Input records:
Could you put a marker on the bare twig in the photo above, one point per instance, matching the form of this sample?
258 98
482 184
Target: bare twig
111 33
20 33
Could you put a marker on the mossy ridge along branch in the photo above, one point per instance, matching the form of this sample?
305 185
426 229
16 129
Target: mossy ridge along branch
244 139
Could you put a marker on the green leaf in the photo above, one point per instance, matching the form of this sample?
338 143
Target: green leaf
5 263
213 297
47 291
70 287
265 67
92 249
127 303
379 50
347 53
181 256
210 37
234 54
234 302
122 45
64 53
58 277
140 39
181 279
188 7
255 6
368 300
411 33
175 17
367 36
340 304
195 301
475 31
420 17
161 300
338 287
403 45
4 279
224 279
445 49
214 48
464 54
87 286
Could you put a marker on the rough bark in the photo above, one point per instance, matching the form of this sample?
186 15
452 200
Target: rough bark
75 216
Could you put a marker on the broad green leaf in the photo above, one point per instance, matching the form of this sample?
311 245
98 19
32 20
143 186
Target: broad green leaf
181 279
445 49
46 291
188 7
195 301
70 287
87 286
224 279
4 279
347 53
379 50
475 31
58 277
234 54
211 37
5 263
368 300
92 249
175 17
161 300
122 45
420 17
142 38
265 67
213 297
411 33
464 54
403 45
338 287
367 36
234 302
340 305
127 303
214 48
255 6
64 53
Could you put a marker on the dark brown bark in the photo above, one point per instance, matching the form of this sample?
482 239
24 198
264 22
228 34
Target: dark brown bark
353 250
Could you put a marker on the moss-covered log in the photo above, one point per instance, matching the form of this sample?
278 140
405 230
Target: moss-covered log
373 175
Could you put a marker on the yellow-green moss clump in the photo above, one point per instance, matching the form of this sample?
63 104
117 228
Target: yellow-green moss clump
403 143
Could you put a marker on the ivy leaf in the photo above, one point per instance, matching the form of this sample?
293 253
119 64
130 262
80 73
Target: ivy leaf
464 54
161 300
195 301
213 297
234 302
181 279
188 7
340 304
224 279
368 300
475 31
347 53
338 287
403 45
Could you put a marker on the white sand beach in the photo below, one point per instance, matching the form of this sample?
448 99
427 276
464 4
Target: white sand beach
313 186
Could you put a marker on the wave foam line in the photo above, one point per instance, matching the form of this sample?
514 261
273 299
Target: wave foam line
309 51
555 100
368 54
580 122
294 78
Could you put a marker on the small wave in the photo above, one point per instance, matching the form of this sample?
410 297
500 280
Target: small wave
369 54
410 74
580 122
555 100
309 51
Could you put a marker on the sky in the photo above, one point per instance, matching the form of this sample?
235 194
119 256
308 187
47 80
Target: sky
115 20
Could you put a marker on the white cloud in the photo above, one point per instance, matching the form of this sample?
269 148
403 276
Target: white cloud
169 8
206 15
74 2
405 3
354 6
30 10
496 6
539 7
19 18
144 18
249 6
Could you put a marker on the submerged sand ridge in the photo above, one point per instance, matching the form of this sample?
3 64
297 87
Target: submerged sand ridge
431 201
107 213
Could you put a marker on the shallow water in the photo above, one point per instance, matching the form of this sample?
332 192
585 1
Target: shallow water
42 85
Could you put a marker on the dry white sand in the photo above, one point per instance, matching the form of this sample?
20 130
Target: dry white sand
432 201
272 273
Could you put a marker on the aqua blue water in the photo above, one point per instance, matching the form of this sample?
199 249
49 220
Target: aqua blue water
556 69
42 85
==
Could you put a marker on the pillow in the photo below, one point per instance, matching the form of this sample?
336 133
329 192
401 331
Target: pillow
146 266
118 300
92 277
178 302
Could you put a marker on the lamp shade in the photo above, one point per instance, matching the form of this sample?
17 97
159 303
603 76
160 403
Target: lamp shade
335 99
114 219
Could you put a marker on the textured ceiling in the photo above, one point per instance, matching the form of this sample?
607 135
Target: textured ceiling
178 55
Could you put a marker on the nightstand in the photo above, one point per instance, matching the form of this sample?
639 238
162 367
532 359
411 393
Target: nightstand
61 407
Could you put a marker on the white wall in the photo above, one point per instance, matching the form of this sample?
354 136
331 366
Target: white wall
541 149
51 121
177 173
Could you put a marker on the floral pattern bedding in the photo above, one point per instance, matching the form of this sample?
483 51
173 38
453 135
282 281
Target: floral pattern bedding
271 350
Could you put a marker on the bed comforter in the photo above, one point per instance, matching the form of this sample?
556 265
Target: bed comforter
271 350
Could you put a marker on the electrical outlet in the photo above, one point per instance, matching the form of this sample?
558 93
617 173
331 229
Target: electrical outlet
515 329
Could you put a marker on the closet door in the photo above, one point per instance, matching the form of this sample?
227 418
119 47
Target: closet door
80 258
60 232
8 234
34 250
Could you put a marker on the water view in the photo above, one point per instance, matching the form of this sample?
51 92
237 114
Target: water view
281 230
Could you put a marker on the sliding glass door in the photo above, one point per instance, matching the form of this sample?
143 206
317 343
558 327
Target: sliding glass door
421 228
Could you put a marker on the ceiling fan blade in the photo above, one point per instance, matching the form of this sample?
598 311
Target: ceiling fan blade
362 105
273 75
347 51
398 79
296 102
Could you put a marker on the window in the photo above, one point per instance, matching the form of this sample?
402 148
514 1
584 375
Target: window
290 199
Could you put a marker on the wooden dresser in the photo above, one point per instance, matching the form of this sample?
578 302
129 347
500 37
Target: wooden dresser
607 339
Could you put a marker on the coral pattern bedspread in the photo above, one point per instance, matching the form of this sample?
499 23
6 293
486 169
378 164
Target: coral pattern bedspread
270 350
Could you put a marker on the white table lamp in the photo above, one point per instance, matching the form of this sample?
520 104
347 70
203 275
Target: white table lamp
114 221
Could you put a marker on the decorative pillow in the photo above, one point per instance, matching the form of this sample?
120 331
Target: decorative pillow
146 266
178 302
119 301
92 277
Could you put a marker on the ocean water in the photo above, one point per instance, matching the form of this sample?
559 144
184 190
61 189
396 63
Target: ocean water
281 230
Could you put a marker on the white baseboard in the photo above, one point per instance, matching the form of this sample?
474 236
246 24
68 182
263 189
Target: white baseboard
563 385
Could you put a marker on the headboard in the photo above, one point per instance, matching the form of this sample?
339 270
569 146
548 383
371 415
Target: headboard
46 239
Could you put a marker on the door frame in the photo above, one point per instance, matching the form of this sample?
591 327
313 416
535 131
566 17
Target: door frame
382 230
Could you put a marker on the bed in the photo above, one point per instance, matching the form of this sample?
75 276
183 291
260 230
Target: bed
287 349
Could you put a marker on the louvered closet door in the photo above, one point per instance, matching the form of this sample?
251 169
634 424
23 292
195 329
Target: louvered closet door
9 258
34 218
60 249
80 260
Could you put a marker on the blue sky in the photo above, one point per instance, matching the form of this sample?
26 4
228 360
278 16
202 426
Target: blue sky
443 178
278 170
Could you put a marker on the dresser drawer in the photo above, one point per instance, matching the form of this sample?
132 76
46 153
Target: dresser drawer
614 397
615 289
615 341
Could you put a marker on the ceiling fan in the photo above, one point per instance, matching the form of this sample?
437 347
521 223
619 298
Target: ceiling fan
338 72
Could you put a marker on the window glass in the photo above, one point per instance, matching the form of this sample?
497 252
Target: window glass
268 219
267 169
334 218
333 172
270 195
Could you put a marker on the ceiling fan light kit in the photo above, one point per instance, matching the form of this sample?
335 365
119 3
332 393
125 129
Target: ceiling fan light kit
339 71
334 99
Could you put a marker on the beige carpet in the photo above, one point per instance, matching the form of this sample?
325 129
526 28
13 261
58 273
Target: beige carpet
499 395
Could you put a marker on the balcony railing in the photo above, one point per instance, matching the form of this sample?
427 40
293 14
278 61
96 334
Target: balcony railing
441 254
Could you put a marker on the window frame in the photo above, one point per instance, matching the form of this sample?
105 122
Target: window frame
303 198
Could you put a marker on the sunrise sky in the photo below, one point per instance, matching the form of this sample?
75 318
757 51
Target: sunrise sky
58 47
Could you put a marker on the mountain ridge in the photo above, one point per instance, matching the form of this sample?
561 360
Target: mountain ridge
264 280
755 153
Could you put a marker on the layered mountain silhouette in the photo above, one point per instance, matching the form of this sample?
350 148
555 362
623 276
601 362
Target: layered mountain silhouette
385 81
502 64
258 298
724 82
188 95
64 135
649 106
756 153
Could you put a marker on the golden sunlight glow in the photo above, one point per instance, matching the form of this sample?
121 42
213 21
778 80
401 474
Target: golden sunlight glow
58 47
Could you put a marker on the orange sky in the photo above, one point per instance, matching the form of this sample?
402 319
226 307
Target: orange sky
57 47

Prompt:
Can you filter the listing above down to every line that contains the string "ceiling"? Treat uppercase and lowercase as different.

Exercise answer:
Could you put a marker on the textured ceiling in the photo above, one point per instance, matching the form of this sample?
Target: textured ceiling
Could you put a marker on the ceiling fan blade in the photo above, one point per instance, matching the form of this sample?
Target: ceiling fan blade
Could you put a marker on the ceiling fan in the photo above, one point per instance, matching the form of this sample?
Target: ceiling fan
Could you put a marker on the ceiling fan light kit in the photo above, one point per instance, matching the form of this sample?
Target: ceiling fan light kit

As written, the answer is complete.